# B20 Biodiesel



## pacolino (Aug 1, 2015)

mkohan said:


> Anyone running Biodiesel? What are you finding to be the pros & cons. currently getting 41.8 MPG with regular diesel. Car has 6,000 mile. would switching now give me clogged fuel filter issues? Is B20 the best blend? Thanks


I wouldn't think about it, unless if u don't care ... 

Sent from my LGMS631 using Tapatalk


----------



## BlueTopaz (Aug 25, 2012)

Not sure how the my Cruze ran or what mileage it got but the previous owner ran it on B100. The only thing they told me was that it ran just fine no issues. He didn't go into detail as when I called him he was busy at work. I mainly called to find out why he traded it in, to see if there were any issues. He told me that there were non, just that the car didn't get used like he thought it would with his company and couldn't see it just sitting around. He is the owner of Piedmont Biofuels.

About | Piedmont Biofuels


----------



## money_man (Feb 25, 2014)

Thought the cruze was only good for B20?


----------



## Tomko (Jun 1, 2013)

money_man said:


> Thought the cruze was only good for B20?


Correct.


----------



## diesel (Jun 8, 2013)

I do not recall anybody on the forum ever regularly running B20. For mine, I always keep it under B5. I may have once or twice inadvertently filled up with something like B11, but that was like one or two tanks out of 147K miles.


----------



## KpaxFAQ (Sep 1, 2013)

I don't have any firsthand experience but from information I've gathered it would be wise to steer clear of higher than B5 in modern common rail diesels if possible. I'm sure occasionally running higher isn't a big deal but the people who developed problems seemed to run it for 100k or something


----------



## silvertank (May 26, 2015)

I've run several tanks of b20 with no issues out of it ran a little quieter and lost like a mile or 2 but after I just cut b20 with regular diesel and best I've pulled out was like 58 on a trip


----------



## GlennGlenn (Nov 27, 2015)

_Rows_.
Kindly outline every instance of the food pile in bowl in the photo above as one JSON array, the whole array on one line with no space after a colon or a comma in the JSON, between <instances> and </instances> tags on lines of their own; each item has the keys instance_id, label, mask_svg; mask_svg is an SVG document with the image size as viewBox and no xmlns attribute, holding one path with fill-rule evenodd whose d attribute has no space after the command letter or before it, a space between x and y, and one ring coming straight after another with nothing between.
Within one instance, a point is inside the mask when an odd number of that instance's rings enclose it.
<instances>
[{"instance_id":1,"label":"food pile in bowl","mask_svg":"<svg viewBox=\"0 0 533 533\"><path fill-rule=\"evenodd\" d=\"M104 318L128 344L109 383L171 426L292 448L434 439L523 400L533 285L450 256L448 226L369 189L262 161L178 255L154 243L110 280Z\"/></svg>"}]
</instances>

_Stated goal_. Reproduce the passage of the biodiesel forum thread between "I don't have" and "(May 26, 2015)", inclusive.

_Written solution_.
I don't have any firsthand experience but from information I've gathered it would be wise to steer clear of higher than B5 in modern common rail diesels if possible. I'm sure occasionally running higher isn't a big deal but the people who developed problems seemed to run it for 100k or something


----------



## silvertank (May 26, 2015)